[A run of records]
[start]

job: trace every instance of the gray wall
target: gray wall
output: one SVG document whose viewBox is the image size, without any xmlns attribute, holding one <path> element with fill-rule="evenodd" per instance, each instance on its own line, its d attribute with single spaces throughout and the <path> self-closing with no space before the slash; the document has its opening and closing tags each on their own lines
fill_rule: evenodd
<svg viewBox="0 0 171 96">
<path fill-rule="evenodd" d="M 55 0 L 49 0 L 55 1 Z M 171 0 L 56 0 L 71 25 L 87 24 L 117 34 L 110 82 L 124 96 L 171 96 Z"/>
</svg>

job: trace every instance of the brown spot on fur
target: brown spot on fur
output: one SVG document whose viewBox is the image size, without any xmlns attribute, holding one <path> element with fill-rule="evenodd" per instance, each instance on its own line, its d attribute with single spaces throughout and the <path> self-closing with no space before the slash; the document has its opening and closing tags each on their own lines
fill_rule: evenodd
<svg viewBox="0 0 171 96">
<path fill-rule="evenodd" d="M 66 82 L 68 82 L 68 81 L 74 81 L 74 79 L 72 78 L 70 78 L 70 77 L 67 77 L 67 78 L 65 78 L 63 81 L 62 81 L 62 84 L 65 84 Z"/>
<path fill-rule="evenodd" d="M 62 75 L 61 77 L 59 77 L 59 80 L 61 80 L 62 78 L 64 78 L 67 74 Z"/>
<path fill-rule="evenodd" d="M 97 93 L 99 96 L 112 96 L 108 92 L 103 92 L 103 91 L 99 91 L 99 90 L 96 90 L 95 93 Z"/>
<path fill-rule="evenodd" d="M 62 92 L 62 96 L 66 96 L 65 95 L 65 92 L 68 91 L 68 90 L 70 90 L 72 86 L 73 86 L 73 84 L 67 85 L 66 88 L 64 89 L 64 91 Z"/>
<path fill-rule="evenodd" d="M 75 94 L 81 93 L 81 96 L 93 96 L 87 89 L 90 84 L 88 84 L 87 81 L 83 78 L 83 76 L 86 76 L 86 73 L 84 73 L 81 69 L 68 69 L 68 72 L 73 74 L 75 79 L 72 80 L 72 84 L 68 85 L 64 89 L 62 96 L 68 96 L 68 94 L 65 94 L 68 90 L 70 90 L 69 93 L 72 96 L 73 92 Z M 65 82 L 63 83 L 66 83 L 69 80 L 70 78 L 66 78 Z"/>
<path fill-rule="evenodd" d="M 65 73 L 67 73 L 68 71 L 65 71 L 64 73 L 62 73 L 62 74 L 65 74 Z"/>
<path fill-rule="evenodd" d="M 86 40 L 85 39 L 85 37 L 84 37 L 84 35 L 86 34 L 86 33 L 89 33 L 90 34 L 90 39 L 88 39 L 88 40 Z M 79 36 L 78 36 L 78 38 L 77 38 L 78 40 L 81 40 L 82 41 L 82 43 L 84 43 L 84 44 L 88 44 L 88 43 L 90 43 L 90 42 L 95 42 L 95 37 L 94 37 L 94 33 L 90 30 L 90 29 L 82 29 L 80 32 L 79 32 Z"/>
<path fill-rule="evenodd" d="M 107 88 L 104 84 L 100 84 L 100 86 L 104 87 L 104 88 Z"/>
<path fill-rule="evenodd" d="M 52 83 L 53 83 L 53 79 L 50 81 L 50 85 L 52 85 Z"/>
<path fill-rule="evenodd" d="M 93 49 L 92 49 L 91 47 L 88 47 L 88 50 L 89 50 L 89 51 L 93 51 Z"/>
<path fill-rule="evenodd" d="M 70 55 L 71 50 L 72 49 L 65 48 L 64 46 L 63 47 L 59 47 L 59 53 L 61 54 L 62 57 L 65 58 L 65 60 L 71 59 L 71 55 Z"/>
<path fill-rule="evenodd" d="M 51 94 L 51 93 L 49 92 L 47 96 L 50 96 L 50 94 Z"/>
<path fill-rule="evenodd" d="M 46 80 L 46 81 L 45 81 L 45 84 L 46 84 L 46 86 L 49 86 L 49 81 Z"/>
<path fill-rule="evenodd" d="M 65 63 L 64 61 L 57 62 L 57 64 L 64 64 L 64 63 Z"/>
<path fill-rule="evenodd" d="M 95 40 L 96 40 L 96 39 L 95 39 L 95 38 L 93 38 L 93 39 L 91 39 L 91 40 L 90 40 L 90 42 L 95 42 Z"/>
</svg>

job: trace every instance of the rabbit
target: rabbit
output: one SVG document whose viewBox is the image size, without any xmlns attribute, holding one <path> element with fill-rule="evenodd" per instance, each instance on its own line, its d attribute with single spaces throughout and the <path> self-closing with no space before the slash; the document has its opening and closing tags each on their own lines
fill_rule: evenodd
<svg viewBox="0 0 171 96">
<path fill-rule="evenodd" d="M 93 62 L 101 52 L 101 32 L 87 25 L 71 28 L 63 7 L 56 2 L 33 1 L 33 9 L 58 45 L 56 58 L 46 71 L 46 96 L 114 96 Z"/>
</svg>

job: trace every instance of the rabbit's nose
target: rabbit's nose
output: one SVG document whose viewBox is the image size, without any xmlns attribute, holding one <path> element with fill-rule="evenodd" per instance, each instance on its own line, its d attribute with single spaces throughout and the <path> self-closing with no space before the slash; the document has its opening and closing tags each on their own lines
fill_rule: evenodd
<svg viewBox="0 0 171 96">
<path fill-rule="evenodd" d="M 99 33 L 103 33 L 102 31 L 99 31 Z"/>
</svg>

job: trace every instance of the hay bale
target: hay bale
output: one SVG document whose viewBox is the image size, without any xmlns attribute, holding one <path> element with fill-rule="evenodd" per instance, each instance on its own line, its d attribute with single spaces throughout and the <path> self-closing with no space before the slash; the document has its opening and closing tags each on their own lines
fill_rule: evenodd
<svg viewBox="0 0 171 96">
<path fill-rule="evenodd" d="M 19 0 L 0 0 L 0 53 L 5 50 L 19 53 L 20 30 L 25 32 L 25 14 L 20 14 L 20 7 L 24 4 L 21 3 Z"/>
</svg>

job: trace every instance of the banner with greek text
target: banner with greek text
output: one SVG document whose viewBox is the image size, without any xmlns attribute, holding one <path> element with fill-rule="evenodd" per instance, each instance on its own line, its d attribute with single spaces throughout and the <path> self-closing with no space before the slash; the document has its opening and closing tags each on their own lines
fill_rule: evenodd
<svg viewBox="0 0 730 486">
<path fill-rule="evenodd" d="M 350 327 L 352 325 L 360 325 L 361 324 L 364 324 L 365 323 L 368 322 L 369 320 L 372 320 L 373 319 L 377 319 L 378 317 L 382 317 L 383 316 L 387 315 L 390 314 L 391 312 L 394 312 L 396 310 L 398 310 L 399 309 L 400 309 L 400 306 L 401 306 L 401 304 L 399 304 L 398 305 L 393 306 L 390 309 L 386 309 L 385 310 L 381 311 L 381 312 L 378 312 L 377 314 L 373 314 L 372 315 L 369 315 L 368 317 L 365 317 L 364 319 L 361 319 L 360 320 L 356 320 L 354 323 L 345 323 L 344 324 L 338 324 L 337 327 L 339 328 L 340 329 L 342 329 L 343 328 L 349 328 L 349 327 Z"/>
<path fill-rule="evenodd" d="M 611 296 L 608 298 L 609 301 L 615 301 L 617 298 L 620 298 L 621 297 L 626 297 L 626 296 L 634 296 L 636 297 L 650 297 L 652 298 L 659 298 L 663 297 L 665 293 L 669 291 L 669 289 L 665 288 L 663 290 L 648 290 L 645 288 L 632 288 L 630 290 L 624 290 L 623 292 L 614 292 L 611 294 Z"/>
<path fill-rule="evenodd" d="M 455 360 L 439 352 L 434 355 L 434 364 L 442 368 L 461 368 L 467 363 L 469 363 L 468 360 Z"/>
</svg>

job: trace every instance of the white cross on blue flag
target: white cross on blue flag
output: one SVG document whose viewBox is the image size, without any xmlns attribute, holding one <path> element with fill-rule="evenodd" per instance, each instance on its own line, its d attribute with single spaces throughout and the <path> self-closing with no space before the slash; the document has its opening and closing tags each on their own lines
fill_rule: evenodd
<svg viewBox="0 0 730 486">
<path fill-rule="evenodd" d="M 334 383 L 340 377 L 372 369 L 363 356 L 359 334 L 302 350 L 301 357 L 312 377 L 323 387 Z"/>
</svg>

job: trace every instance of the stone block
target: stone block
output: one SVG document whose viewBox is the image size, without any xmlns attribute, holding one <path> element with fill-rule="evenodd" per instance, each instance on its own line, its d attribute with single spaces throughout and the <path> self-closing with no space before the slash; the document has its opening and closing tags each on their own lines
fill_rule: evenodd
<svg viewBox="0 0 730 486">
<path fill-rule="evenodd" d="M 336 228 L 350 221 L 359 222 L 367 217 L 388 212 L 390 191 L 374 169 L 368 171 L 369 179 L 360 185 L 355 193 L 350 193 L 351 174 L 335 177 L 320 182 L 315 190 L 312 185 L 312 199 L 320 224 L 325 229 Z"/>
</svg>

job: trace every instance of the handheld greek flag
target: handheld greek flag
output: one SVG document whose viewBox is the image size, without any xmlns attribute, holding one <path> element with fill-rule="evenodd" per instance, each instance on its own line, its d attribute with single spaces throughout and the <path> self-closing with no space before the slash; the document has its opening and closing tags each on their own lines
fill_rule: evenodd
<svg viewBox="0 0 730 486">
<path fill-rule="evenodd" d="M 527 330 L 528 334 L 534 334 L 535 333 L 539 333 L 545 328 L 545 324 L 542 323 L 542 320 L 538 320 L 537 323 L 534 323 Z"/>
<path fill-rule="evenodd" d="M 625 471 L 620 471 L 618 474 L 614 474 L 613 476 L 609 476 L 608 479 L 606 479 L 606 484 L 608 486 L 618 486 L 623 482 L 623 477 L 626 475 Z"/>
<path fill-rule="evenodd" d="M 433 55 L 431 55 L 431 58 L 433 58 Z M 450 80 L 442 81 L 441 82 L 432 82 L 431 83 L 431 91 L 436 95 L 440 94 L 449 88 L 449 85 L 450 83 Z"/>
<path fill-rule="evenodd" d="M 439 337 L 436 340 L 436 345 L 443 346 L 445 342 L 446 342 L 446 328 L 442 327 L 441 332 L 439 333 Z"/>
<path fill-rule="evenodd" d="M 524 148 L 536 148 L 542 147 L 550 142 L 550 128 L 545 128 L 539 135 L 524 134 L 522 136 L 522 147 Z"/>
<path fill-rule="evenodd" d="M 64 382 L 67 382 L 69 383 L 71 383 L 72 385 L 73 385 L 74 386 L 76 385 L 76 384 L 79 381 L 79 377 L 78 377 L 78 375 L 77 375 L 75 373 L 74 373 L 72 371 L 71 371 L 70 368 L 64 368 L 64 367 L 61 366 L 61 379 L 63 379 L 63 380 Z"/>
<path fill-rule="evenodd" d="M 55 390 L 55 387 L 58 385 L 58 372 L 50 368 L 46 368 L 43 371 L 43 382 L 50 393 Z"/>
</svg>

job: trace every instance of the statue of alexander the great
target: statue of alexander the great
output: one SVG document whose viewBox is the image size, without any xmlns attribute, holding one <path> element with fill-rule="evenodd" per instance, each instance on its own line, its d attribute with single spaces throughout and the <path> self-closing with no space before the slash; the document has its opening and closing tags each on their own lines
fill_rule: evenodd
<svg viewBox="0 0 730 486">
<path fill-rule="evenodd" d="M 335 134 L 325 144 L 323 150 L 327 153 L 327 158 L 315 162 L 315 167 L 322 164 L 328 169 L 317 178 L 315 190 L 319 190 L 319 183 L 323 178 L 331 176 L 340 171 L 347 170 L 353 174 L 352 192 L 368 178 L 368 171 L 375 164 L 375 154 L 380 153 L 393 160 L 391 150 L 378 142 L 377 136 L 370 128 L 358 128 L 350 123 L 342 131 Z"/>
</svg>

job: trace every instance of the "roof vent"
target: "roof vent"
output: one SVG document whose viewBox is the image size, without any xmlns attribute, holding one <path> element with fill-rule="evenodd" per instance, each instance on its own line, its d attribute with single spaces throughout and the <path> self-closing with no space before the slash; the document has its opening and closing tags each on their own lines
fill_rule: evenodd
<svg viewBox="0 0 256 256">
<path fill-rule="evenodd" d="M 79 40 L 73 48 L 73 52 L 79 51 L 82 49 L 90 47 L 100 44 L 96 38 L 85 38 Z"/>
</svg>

[end]

— Task statement —
Output the lines of the listing verbatim, starting at the line containing "job: trace every instance of the brown" and ending at the line containing "65 73 L 67 73", with both of those lines included.

— Complete response —
job: trace every instance of the brown spot on fur
target: brown spot on fur
output: one SVG document whose viewBox is the image size, without any xmlns attribute, holding one <path> element with fill-rule="evenodd" per instance, each instance on its own line, its d attribute with single spaces throughout and the <path> self-closing with no space before the slash; the document has its opening and closing tags each on their own lines
fill_rule: evenodd
<svg viewBox="0 0 171 96">
<path fill-rule="evenodd" d="M 66 82 L 68 82 L 68 81 L 74 81 L 74 79 L 72 78 L 70 78 L 70 77 L 67 77 L 67 78 L 65 78 L 63 81 L 62 81 L 62 84 L 65 84 Z"/>
<path fill-rule="evenodd" d="M 62 75 L 61 77 L 59 77 L 59 80 L 61 80 L 62 78 L 64 78 L 67 74 Z"/>
<path fill-rule="evenodd" d="M 97 93 L 99 96 L 112 96 L 108 92 L 103 92 L 103 91 L 99 91 L 99 90 L 96 90 L 95 93 Z"/>
<path fill-rule="evenodd" d="M 62 92 L 62 96 L 66 96 L 65 95 L 65 92 L 68 91 L 68 90 L 70 90 L 72 86 L 73 86 L 73 84 L 67 85 L 66 88 L 64 89 L 64 91 Z"/>
<path fill-rule="evenodd" d="M 75 94 L 81 93 L 81 96 L 93 96 L 87 89 L 90 84 L 88 84 L 87 81 L 83 78 L 83 76 L 86 76 L 86 73 L 84 73 L 81 69 L 68 69 L 68 72 L 73 74 L 75 79 L 72 80 L 72 84 L 68 85 L 64 89 L 62 96 L 68 96 L 68 94 L 65 94 L 68 90 L 70 90 L 69 93 L 72 96 L 73 92 Z M 65 82 L 63 83 L 66 83 L 69 80 L 70 78 L 66 78 Z"/>
<path fill-rule="evenodd" d="M 65 73 L 67 73 L 68 71 L 65 71 L 64 73 L 62 73 L 62 74 L 65 74 Z"/>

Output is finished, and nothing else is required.